* Description of the task *
Transcribe word for word the part of the passage below on turning a Python dictionary into XML, from "for key, val" to "e = dict_to_xml('stock', s)".

* Passage to read *
Take the data in a Python dictionary and convert it to XML.

### Solution

Although the `xml.etree.ElementTree` library is commonly used for parsing, it can also be used to create XML documents.

In [37]:
from xml.etree.ElementTree import Element

def dict_to_xml(tag, d):
    """
    Turn a dict into XML
    """
    elem = Element(tag)
    for key, val in d.items():
        child = Element(key)
        child.text = str(val)
        elem.append(child)
    return elem

s = { 'name': 'GOOG', 'shares': 100, 'price':490.1 }
e = dict_to_xml('stock', s)
e

<Element 'stock' at 0x109430b88>

The result of this conversion is an `Element` instance.  
For I/O, it's easy to convert this instance to a byte string using the `tostring()` function in `xml.etree.ElementTree`.

In [38]:
from xml.etree.ElementTree import tostring 

tostring(e)

b'<stock><name>GOOG</name><shares>100</shares><price>490.1</price></stock>'

You can also attach attributes to an element using its `set()` method:

In [39]:
e.set('_id', '1234')
tostring(e)

b'<stock _id="1234"><name>GOOG</name><shares>100</shares><price>490.1</price></stock>'

If the order of the elements matters, you might make an `OrderedDict` instead of a normal dictionary, like in Recipe 1.7.

### Discussion

When creating XML, you might be inclined to just make strings instead:

In [40]:
def dict_to_xml_str(tag, d):
    """

* Extracted information *
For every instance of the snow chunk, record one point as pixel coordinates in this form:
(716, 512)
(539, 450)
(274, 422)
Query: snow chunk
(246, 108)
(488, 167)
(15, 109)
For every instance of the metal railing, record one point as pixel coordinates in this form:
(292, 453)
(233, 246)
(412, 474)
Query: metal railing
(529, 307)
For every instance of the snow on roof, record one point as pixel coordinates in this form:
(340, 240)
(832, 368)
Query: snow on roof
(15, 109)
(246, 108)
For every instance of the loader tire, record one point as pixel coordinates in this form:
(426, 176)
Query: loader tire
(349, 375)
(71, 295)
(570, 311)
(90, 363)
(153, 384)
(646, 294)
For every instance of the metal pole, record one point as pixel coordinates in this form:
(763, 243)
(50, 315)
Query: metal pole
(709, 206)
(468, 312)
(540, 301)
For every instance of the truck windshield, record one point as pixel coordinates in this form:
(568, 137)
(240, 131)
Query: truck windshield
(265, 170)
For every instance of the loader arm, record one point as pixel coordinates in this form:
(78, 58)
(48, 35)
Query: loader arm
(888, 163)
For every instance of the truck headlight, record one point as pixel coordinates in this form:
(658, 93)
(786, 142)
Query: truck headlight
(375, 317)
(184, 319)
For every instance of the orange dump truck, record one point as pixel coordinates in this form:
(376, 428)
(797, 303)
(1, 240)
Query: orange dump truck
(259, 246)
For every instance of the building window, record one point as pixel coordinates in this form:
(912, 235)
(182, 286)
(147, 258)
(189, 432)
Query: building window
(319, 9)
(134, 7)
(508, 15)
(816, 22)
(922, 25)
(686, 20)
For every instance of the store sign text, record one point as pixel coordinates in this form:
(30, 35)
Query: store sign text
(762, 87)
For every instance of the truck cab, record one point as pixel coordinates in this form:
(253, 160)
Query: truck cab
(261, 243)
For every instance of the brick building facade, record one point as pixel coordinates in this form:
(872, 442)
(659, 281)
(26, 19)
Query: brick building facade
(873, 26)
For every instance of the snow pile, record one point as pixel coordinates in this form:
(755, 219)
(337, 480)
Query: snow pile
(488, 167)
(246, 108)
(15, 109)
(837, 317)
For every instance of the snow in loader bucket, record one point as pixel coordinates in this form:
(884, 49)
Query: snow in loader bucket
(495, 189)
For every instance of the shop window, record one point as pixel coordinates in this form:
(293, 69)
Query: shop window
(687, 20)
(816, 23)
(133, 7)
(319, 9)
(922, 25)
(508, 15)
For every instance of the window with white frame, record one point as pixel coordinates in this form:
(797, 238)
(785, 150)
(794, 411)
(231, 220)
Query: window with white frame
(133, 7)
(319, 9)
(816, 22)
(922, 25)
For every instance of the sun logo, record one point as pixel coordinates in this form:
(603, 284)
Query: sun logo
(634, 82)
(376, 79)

==

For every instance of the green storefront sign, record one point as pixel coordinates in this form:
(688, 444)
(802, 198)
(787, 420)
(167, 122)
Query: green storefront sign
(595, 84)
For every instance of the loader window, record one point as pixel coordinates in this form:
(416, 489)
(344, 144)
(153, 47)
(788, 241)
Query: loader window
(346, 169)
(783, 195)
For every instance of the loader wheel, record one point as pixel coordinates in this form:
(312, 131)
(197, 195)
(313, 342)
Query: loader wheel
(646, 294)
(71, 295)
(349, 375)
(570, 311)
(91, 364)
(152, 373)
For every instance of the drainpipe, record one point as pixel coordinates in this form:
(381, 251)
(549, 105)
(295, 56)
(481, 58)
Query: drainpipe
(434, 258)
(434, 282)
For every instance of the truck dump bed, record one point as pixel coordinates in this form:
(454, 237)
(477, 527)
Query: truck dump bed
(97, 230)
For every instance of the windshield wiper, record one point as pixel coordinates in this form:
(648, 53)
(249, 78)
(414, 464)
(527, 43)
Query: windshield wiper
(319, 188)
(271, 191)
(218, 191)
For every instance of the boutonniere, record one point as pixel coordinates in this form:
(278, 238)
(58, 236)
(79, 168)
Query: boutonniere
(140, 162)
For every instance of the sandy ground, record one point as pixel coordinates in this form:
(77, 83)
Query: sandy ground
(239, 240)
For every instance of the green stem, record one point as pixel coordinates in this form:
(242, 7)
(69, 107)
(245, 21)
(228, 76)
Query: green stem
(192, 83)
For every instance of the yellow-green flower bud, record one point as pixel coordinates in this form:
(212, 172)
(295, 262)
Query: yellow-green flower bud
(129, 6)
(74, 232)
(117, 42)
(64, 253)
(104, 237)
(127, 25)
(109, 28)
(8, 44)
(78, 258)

* Task result *
for key, val in d.items():
        child = Element(key)
        child.text = str(val)
        elem.append(child)
    return elem

s = { 'name': 'GOOG', 'shares': 100, 'price':490.1 }
e = dict_to_xml('stock', s)